▶ PROVIDED PASSAGE
'''

South Africa is one of the continent’s most cosmopolitan countries, and Cape Town a big city with plenty of energy and buzz. But for many visitors, Cape Town is more than just buildings and sidewalks; it’s a gorgeous natural oasis cohabiting with the urban flair mankind has created. Whether it’s hiking up stunning Table Mountain or strolling through the botanical gardens, Cape Town has never lost sight of its foundation: the one that surrounds it every single day.
Located right behind the city of Cape Town, Table Mountain National Park is one of the city’s most significant landmarks and visitor destinations. The park is named after Table Mountain, a soaring peak with a flat, table-like top popular with hiking enthusiasts. Divers will also find fantastic areas for diving and exploring within the park; be sure to check park information services for designated areas.

'''

▶ GIVEN INFORMATION
'''

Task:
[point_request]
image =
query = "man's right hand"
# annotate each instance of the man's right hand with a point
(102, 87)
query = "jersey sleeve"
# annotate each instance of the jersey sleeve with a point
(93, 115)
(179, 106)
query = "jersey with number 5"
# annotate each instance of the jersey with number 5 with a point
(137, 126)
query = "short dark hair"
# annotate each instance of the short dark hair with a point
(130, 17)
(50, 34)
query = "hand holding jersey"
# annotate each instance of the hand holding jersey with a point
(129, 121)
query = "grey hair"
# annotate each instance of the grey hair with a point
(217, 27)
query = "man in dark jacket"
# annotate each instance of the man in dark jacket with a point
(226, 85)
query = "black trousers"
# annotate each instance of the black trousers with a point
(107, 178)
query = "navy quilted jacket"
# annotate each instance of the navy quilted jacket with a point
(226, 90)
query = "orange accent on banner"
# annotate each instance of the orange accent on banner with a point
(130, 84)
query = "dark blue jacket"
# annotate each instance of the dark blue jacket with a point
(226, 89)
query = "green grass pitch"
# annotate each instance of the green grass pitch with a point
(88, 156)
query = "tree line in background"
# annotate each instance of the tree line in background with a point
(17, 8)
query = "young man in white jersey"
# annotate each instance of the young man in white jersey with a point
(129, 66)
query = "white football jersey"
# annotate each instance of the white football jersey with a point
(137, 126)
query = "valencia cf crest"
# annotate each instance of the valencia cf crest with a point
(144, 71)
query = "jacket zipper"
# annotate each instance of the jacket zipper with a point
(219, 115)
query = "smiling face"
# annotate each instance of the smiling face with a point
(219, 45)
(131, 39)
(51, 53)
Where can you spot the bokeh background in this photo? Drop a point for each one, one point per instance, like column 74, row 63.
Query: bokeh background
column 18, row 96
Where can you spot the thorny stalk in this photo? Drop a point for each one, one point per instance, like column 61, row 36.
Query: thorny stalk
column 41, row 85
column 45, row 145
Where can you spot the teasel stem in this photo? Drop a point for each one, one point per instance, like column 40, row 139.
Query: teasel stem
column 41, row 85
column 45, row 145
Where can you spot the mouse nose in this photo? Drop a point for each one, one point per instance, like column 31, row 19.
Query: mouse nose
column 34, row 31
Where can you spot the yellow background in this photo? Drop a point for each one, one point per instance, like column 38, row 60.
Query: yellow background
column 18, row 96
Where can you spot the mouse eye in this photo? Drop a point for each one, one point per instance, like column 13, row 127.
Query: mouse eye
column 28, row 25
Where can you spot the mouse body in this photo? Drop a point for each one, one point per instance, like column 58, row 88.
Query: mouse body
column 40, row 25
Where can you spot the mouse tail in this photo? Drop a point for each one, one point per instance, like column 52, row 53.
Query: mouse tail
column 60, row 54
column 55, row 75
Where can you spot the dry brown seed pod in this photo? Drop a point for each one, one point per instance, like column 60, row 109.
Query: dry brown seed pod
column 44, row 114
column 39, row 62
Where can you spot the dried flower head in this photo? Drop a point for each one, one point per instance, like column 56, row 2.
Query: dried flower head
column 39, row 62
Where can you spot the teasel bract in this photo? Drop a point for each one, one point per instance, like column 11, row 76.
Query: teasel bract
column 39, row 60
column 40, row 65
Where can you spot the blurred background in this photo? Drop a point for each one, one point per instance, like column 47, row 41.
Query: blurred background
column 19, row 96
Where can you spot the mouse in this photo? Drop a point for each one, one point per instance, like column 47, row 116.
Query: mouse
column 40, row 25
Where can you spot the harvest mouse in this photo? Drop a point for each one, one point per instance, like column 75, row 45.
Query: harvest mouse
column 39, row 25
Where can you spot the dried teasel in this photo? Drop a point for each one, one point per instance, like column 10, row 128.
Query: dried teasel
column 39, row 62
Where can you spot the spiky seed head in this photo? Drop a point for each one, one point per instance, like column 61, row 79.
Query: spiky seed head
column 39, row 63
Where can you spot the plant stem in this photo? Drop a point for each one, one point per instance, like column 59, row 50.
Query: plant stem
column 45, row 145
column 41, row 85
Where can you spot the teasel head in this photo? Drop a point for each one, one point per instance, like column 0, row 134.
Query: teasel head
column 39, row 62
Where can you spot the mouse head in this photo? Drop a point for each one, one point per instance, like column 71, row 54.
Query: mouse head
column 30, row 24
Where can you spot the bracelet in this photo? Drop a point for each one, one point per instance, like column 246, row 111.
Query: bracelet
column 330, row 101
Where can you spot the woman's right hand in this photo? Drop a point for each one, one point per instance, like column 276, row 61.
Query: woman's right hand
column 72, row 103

'''

▶ INSTRUCTION 1
Retype the Cape Town passage word for word, beginning at the words "Located right behind" and stopping after "for designated areas.".
▶ INSTRUCTION 2
Extend the passage on Cape Town and Table Mountain National Park, picking up after its final sentence.
The material that comes after the Cape Town passage is not needed here.

▶ TASK RESULT 1
Located right behind the city of Cape Town, Table Mountain National Park is one of the city’s most significant landmarks and visitor destinations. The park is named after Table Mountain, a soaring peak with a flat, table-like top popular with hiking enthusiasts. Divers will also find fantastic areas for diving and exploring within the park; be sure to check park information services for designated areas.

▶ TASK RESULT 2
Home to over 64,000 Cape fur seals, Seal Island is a 5 acre island resting place for these large mammals. Here colonies of seals gather, the smaller females growing to as large as 260 lbs and males a whopping 620 lbs. Because of the huge number of seals condensed in one place, many times the seals’ natural enemy, the Great White Shark, will also gather in the water, waiting for an unsuspecting seal to become its next meal.
A 20,000 square mile natural sanctuary the Kirstenbosch Botanical Gardens is considered to be one of the most diverse and beautiful gardens in the world. Almost half of South Africa’s 22,000 plant species can be found on the grounds, including an elevated fragrance garden, sculpture garden, outdoor concert area, and a Braille trail. In 2013, to celebrate the Gardens’ 100th anniversary, a steel and wood timber bridge was installed along the tree canopy for visitors to walk through and take in the stunning sights.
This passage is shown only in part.